REQUIREMENTS
1. From the Netdata tutorial, set down the stretch from "In the tutorial, I’ll" through "<(curl -Ss https://my-netdata.io/kickstart.sh)".
2. In the Netdata tutorial, which operating system is used as the system to be monitored?
>> Begin DOCUMENT EXCERPT
Setting up Netdata monitoring with Slack alarms

Monitoring is a crucial part of running any kind of application. Making sure that you have up-to-date information about the system where your application is set up is very important. For this purpose, there are a couple of monitoring tools which you can use. I think one of the well-known tool is Prometheus with Grafana. It’s a very nice tool, has a ton of customization but it might be a bit heavyweight for just starting the monitoring journey.

Now I’m going to show you how to set up a different tool, Netdata for monitoring the system as well as setting up Slack integration to get notified when something goes wrong. Netdata can show you CPU usage, memory usage, I/O data, network information and so much more. It’s also very pluggable with other applications, meaning that it will basically monitor everything on the system which is installed. For example, if you have MySQL installed, Netdata will provide you monitoring data on the dashboard for MySQL. More details on Netdata can be found here.

Setting up Netdata

In the tutorial, I’ll use Ubuntu 16.04 LTS as a system to be monitored and it will be running on a VirtualBox virtual machine, but you can use any other Linux distribution if you want.

Netdata is a great tool and it’s really easy to install. It has a great documentation with the installation steps. For Ubuntu 16.04, I can simply install Netdata with the following command:

bash <(curl -Ss https://my-netdata.io/kickstart.sh)
>> End DOCUMENT EXCERPT
>> Begin DATA ENTRIES
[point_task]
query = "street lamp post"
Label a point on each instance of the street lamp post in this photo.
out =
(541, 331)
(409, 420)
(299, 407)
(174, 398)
>> End DATA ENTRIES
TASK RESPONSES
1.
In the tutorial, I’ll use Ubuntu 16.04 LTS as a system to be monitored and it will be running on a VirtualBox virtual machine, but you can use any other Linux distribution if you want.

Netdata is a great tool and it’s really easy to install. It has a great documentation with the installation steps. For Ubuntu 16.04, I can simply install Netdata with the following command:

bash <(curl -Ss https://my-netdata.io/kickstart.sh)

2. Ubuntu 16.04 LTS, running on a VirtualBox virtual machine.